-------- Belge

Arap tarihçileri ve coğrafyacılarların El-Mağrip el Aqsá (En Uzak Batı) olarak isimlendirdikleri kuzey Afrika ülkesi Fas'ta; rejimin, 1970'ten sonra güçlenen İslami harekete karşı uyguladığı baskı ve yıldırma politikaları hız kazandı.
Ülkenin en büyük İslami grubu olan ve başkanlığını Abdüsselam Yâsin'in yürüttüğü Fas Adalet ve İhsan Cemaati Grubu'nun öne gelen üyelerinin evleri hükümet güçlerince kapatıldı.
Kapatılan evlerin Fas Adalet ve İhsan Cemaati Grubu'nun üyeleri Münir Rakraki, Ahmed Ayet Ammi ve Izz Al-Din Naseeh'e ait olduğu açıklandı.
Evlerin kapatılması konusunda Fas makamlarından bir açıklama yapılmaması dikkati çekti.
KAPATMA KARARI YARGIYA TAŞINACAK
Yerel basında çıkan haberlerede, evlerin ‘yasadışı toplantılara ev sahipliği yapıldığı' için kapatıldığı yazıldı.
Fas makamlarının, geçen hafta da Fas Adalet ve İhsan Cemaati Grubu'na bağlı üç evi daha kapattığı bildirildi.
Kapatma kararına tepki gösteren İslami grup, evlerinin kapatılması olayını yargıya taşıyacaklarını açıkladı.
Şubat 2017 tarihinde, Fas Adalet ve İhsan Cemaati Grubu'na yakınlığı bilinen 130 kişi, haklarında bir yargı kararı, soruşturma olmadığı halde devlet kurumlarındaki makamlarından kovulduğu öğrenildi.
Aynı gruba yakınlık duyan bazı imamların da camilerdeki görevine son verildiği basına yansımıştı.
Fas Adalet ve İhsan Cemaati Grubu' hareketi 1970'lerin sonunda Şeyh Abdüsselam Yâsin tarafından kurulmuştu. Bu hareket kurulduktan kısa bir süre sonra hükümet tarafından yasaklanmıştı. Fas yönetimi, 1980'de Fas Adalet ve İhsan Cemaati Grubu üyelerinin faaliyetlerine dair resmi izin vermişti.
HAREKETİN KURUCUSU ABDUSSELAM YASİN KİMDİR?

----------------

Fas'ta Adalet ve İhsan Cemaati'ne yönelik baskılarla ilgili haberi, son başlıktan sonra gelecek kısmı yazarak sürdürün.

-------- Veri kayıtları

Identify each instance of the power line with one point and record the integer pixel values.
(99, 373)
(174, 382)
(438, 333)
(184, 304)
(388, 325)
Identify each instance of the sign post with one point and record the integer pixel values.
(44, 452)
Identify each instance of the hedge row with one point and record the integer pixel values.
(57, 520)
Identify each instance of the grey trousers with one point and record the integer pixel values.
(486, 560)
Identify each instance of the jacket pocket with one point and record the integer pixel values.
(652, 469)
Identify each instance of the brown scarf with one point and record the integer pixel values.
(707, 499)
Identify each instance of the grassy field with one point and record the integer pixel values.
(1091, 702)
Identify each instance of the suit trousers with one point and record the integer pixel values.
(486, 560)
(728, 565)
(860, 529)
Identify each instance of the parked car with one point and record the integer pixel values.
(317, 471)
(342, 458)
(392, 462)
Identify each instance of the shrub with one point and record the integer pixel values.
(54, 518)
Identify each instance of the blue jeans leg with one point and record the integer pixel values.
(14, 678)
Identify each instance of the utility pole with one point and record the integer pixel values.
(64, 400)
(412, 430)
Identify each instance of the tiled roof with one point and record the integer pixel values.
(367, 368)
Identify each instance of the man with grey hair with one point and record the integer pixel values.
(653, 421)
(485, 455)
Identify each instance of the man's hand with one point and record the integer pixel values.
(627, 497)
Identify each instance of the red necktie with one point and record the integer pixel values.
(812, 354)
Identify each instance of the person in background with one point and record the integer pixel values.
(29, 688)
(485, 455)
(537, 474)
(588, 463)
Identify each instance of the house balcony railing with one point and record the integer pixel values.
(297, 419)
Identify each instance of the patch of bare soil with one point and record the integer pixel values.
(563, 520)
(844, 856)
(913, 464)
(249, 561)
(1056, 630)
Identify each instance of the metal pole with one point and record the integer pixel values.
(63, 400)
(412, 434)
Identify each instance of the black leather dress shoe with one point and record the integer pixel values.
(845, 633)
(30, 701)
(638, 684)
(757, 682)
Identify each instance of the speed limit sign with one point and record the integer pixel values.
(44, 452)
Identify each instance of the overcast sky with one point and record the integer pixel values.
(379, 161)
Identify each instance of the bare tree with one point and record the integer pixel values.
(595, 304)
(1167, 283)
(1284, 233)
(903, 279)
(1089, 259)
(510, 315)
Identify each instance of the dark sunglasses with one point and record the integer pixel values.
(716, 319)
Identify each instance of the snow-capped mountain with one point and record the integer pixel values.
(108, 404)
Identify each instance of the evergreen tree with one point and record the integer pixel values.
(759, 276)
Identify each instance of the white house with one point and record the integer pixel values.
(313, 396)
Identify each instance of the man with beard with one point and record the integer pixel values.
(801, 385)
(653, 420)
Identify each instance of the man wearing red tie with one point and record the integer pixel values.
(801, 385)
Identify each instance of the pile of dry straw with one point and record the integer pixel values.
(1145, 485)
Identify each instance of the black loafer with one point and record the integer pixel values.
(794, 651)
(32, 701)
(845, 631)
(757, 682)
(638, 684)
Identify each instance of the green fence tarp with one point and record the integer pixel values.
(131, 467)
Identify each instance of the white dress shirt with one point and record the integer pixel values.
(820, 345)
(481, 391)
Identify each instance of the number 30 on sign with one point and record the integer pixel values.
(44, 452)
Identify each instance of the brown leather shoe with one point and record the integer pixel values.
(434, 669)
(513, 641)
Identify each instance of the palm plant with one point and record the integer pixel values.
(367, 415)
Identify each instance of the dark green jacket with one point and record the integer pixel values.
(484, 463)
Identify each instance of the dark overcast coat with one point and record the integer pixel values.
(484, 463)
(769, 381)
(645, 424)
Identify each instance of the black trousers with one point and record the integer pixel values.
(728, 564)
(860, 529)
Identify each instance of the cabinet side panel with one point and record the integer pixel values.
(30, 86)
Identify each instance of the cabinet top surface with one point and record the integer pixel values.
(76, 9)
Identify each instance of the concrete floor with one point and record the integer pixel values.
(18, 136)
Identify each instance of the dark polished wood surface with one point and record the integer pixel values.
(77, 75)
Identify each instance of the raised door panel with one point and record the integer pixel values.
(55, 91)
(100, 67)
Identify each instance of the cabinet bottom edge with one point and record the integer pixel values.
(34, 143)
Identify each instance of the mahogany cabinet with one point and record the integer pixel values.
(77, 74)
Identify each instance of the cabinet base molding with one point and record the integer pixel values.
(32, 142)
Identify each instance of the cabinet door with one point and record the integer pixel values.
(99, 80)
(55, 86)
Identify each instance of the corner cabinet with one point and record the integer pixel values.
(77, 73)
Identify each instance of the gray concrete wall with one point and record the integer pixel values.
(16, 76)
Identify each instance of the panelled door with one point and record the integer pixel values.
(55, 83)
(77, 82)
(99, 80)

----------------

- Beklenen yanıt -
Fas Adalet ve İhsan Cemaati lideri Abdüsselam Yâsin 1928'de Fas/Merakeş'te doğdu. Erken yaşta Kur'ân-ı Kerim'i ezberledi. Arap dili ve din ilimlerini öğrendi. Önemli idari görevlerde bulundu. Eğitim Bakanlığı'na bağlı yetiştirme kurumlarında yöneticilik yaptı. Uluslararsı pedogoji ve eğitim kongrelerinde Fas'ı temsil etti. Yabancı dil öğrenimi ve farklı fikir ve felsefe akımları ve ideolojiler hakkında geniş malumat edinmeye ilgi duydu. Fas'taki Kadiri şeyhlerinden Haj Abbas el Bucişi'nin sohbetinde ve manevi terbiyesinde bulundu. 1981'de eğitim, öğretim, yönetim ve mücadelede Nebevî yöntemi esas almaya çalışan Adalet ve İhsan Cemaatini Kurdu. Adalet ve İhsan Okulu adıyla tebliğ faaliyetleri Fas dışında da bir çok bölgeye kadar yayıldı. Fas'ın önceki ve bugünkü krallarına irşad ve nasihat amacıyla ‘‘Ya İslam ya Tufan'' ve ‘‘İlgili Makama Müzekkire'' adıyla iki mektup yazdı. Nasihat sözünün semeresini hapis, sansür ve baskı olarak geri aldı.
Abdüsselam Yasin bütüncül bir yenilikçi proje sahibidir. Projesi ihsan esaslı terbiyeye dayanır. İslam düşüncesinde yeniliği savunur. Ümmetin iman, ilim ve cihad potansiyelinin yeniden teşekkülünü ve Nebevi yöntem çizgisinde İkinci Hilafetin ufuklarına çıkmayı amaçlar. Bu projesini birkaç kitap, risale ve makale çalışmasında ayrıntılı olarak işlemiştir.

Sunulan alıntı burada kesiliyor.